WHAT TO PRODUCE: Below are the entries; give again exactly the lines from the one mentioning "Query: dirt ground" through the one mentioning "the firefighter in", inclusive.

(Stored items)
Start of Block

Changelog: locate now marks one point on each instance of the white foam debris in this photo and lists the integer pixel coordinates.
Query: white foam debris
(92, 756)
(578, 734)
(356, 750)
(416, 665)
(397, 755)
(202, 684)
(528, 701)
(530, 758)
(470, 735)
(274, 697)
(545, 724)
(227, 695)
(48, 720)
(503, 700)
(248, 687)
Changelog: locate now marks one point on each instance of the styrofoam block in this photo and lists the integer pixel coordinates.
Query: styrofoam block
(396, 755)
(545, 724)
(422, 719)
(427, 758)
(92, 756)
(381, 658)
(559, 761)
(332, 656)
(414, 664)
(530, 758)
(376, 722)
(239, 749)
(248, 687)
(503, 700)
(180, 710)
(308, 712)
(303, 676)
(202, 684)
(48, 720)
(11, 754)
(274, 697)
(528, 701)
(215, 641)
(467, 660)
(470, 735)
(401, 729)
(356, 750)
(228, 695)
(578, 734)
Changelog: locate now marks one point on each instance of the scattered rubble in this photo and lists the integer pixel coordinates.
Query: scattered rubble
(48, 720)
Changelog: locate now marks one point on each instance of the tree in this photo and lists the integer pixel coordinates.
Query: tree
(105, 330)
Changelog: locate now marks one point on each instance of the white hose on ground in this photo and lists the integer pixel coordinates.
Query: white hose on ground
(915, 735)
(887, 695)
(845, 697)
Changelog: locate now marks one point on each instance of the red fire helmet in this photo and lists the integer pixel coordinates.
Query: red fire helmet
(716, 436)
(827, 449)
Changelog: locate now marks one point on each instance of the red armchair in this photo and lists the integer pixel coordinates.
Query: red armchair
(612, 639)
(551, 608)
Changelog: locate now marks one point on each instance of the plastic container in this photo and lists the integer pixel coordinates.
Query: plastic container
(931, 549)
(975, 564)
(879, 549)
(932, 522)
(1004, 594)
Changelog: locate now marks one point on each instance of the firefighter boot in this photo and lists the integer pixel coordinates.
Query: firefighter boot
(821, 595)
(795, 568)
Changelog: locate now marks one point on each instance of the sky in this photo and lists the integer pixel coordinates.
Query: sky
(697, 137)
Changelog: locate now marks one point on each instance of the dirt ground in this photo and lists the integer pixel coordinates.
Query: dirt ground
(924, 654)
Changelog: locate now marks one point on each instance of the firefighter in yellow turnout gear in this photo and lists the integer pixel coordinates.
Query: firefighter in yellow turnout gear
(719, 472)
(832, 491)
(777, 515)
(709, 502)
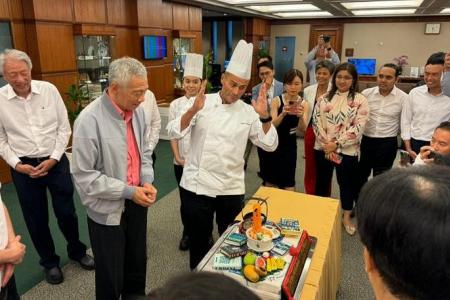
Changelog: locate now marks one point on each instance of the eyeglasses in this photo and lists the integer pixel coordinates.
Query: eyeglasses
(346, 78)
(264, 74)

End of Block

SOLUTION:
Query: dirt ground
(924, 654)
Changelog: locate now marks one point on each instance of the firefighter in yellow turnout gear in this photo and lists the integer pixel coordinates.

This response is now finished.